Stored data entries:

::::

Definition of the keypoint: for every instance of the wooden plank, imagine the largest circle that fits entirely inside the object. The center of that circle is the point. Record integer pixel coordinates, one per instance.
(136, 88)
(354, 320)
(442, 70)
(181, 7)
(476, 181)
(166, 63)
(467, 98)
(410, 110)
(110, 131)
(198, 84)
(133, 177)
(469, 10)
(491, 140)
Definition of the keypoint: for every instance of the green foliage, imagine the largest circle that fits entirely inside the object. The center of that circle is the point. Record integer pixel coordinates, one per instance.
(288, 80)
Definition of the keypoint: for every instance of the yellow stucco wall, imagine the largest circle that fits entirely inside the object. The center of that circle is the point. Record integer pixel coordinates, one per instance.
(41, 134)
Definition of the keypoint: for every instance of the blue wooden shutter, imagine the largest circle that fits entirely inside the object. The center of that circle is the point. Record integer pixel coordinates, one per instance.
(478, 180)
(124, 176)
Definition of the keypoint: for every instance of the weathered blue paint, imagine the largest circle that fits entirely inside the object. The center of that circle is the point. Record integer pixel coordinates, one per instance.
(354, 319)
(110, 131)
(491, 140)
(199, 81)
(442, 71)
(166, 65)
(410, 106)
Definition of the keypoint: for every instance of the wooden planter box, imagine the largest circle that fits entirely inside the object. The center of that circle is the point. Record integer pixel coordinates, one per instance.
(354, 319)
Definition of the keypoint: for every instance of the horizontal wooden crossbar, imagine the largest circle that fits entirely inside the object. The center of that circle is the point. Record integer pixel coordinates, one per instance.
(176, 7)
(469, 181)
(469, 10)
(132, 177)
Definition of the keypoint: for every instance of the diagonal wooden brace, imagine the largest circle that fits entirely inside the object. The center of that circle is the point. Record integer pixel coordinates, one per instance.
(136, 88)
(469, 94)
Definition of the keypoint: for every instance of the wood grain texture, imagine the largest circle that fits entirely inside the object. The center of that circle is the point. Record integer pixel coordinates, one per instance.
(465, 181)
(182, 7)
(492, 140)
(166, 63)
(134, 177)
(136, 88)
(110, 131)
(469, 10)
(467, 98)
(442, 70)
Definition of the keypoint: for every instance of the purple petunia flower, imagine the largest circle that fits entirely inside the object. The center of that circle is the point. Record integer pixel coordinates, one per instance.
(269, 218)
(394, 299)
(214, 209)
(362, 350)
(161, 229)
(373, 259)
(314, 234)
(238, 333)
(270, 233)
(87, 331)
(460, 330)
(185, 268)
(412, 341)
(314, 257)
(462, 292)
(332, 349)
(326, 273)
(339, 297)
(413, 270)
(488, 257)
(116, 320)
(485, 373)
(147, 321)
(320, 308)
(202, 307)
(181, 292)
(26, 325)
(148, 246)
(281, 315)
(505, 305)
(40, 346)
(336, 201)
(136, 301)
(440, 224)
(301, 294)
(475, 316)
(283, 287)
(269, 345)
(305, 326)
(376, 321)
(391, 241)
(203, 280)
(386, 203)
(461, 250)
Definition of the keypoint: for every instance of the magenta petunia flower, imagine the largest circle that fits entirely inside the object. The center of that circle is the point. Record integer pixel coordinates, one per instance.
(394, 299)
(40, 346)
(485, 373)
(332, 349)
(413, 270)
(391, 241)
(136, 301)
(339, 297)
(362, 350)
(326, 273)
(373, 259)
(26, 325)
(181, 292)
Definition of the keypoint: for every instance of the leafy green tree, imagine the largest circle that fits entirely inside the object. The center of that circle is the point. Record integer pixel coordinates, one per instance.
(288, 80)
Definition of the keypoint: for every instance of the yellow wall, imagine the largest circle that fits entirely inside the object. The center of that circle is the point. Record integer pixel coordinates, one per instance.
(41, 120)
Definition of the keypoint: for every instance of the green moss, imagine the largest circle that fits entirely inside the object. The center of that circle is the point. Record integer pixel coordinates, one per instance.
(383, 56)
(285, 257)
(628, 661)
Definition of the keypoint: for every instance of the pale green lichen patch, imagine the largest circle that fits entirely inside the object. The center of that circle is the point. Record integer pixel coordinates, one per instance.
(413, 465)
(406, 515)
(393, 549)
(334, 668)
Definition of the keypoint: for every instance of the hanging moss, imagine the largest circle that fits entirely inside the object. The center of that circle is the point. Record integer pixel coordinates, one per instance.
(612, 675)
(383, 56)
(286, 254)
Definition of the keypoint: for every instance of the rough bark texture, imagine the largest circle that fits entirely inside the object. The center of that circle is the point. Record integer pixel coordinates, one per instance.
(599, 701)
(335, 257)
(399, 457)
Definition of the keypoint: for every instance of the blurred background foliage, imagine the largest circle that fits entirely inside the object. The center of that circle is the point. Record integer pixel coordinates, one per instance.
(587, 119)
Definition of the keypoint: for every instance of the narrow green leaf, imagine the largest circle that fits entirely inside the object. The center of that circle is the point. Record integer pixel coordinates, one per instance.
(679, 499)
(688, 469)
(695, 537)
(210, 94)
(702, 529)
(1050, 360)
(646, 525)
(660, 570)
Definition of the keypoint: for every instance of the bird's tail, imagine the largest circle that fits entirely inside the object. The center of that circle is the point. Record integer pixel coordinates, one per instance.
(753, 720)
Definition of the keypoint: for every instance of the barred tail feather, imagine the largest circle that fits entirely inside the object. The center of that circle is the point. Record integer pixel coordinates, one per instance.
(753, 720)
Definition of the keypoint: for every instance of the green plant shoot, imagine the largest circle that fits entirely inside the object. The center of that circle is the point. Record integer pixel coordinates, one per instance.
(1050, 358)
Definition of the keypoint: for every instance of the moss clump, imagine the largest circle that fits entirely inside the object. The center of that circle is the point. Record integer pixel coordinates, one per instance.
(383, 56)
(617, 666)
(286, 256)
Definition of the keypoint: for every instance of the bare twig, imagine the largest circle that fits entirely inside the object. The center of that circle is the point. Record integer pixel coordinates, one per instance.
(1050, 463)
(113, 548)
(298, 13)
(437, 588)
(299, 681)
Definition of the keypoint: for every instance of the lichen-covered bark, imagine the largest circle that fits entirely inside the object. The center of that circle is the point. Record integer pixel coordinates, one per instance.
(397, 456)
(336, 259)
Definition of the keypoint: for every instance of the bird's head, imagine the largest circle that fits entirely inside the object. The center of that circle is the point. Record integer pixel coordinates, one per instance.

::::

> WHAT THE TASK ASKS: Restate every record exactly, leaving nothing out.

> WRITTEN RESPONSE:
Definition of the keypoint: for every instance of the wooden plank, imagine the largest circle that fits entirely inside the object. The center of that circle is the point. Record integer pixel coordinates, one per instance.
(136, 88)
(354, 320)
(442, 70)
(181, 7)
(476, 181)
(166, 63)
(467, 98)
(410, 110)
(110, 131)
(198, 84)
(133, 177)
(469, 10)
(491, 140)
Definition of the keypoint: for every instance of the green foliage, imagine the largest circle that fits entirely inside the object. The center of that circle is the point. Record integer pixel coordinates, one per instance.
(288, 80)
Definition of the keypoint: for every instance of the yellow stucco wall, imagine the largest circle that fits entirely inside the object. The center of that circle is the point. Record integer pixel coordinates, one per instance.
(41, 134)
Definition of the keypoint: for every instance of the blue wooden shutter, imagine the largest circle that fits entirely inside the object. The center of that circle is the point. Record integer pixel coordinates, one per instance.
(478, 180)
(124, 176)
Definition of the keypoint: for every instance of the weathered blue paint, imagine the largest circle that fits entirely inside the object. The center of that circle is the point. Record integer pixel coordinates, one per instance.
(354, 319)
(110, 131)
(491, 140)
(199, 81)
(442, 71)
(166, 65)
(410, 106)
Definition of the keypoint: for every instance of the wooden planter box, imagine the largest circle that fits entirely inside the object. The center of that circle is the point. Record integer pixel coordinates, one per instance.
(354, 319)
Definition of the keypoint: for every instance of the horizontal wooden crossbar, imagine the largest circle that fits entirely inside the object. The center of that circle is the point. Record integer pixel coordinates, one per instance.
(176, 7)
(469, 181)
(469, 10)
(132, 177)
Definition of the keypoint: for every instance of the diagonal wooden brace, imagine the largest circle that fits entirely inside the object. The center of that circle is the point. Record integer pixel coordinates, one per instance.
(136, 88)
(469, 94)
Definition of the keypoint: for every instance of the wood grain texture, imagine the largest circle that fits entirely inside the object. The center of that circle is the point. Record integer pixel coordinates, one per instance.
(465, 181)
(182, 7)
(492, 140)
(166, 63)
(134, 177)
(136, 88)
(110, 131)
(469, 10)
(467, 98)
(442, 70)
Definition of the keypoint: for every instance of the purple petunia flower, imagine the largest circle that fits entirely inside the object. The center of that circle is the point. Record integer pixel coordinates, one per instance.
(269, 218)
(394, 299)
(214, 209)
(362, 350)
(161, 229)
(373, 259)
(314, 234)
(238, 333)
(270, 233)
(87, 331)
(460, 330)
(185, 268)
(412, 341)
(314, 257)
(462, 292)
(332, 349)
(326, 273)
(339, 297)
(413, 270)
(488, 257)
(116, 320)
(485, 373)
(147, 321)
(320, 308)
(202, 307)
(181, 292)
(26, 325)
(148, 246)
(281, 315)
(505, 305)
(40, 346)
(336, 201)
(136, 301)
(440, 224)
(301, 294)
(475, 316)
(283, 287)
(269, 345)
(305, 326)
(376, 321)
(391, 241)
(203, 280)
(386, 203)
(461, 250)
Definition of the keypoint: for every instance of the magenta petunia flower, imagine the largest circle that fits entirely inside the object. The center of that circle is the point. Record integer pixel coordinates, one per instance.
(394, 299)
(40, 346)
(485, 373)
(332, 349)
(413, 270)
(391, 241)
(136, 301)
(339, 297)
(362, 350)
(326, 273)
(373, 259)
(26, 325)
(181, 292)
Definition of the keypoint: for every instance of the leafy green tree, imagine the largest circle that fits entirely inside the object. The center of that circle is the point. Record integer pixel coordinates, one per instance.
(288, 80)
Definition of the keypoint: for every instance of the yellow wall, imagine the largest circle that fits entirely inside the object. The center of that circle is the point. Record integer pixel coordinates, one per instance.
(41, 120)
Definition of the keypoint: for every instance of the green moss, imagine the largest circle that fits entirely inside the object. The center of that circle is the point. Record integer pixel coordinates, one per instance.
(383, 56)
(285, 257)
(628, 661)
Definition of the keypoint: for every instance of the pale green lichen patch, imagine the largest circle that fits entirely inside the object. The center of that circle is the point. Record integer pixel coordinates, one per instance.
(413, 465)
(406, 515)
(393, 549)
(334, 668)
Definition of the keypoint: for every instance of the hanging moss, imagine the largest circle that fits entirely inside the object. The center of that circle is the point. Record integer pixel coordinates, one per instance.
(612, 675)
(383, 56)
(286, 254)
Definition of the keypoint: for every instance of the rough bark texture, imagine the largest circle that fits entirely inside the object. The center of that circle is the point. Record integer pixel coordinates, one per instance.
(599, 701)
(335, 257)
(399, 457)
Definition of the keypoint: for every instance of the blurred background foliage, imagine the largest circle that fits entirely inside the object. The center of that circle is the point. Record integer pixel coordinates, one per instance.
(587, 119)
Definition of the keypoint: for every instance of the narrow green leaf, imagine the largest circle that fits entirely inside the object. The center of that circle is the point. Record integer pixel coordinates, one per instance.
(679, 499)
(688, 469)
(695, 537)
(210, 94)
(702, 529)
(1050, 360)
(646, 525)
(660, 570)
Definition of the keypoint: for every instance of the bird's tail, imagine the largest circle that fits entirely inside the object. The center of that circle is the point. Record integer pixel coordinates, one per instance.
(753, 720)
Definition of the keypoint: for every instance of the barred tail feather, imagine the largest circle that fits entirely inside the object. The center of that circle is the point. Record integer pixel coordinates, one per instance.
(753, 720)
Definition of the keypoint: for every instance of the green plant shoot, imagine the largest circle that fits entirely inside the object. The center of that circle is the point. Record integer pixel coordinates, one per instance.
(1050, 358)
Definition of the keypoint: for every instance of the moss clump, imagine the largest circle that fits entirely inside the object. The center of that circle is the point. Record integer pixel coordinates, one per instance.
(383, 56)
(617, 666)
(286, 256)
Definition of the keypoint: for every instance of the bare twig, imagine the largest circle that fits entirely inside the object. The center of that circle is the point. Record integer pixel coordinates, one per instance.
(1050, 463)
(113, 548)
(298, 13)
(437, 588)
(299, 681)
Definition of the keypoint: for every instance of the lichen-covered bark, imagine the largest circle that fits entirely inside the object. The center of that circle is the point. Record integer pixel coordinates, one per instance.
(397, 456)
(336, 259)
Definition of the keypoint: for every instance of the bird's head, imagine the largest circle that fits entirely inside the object. The center of that circle is the point. Record integer pixel coordinates, one per instance.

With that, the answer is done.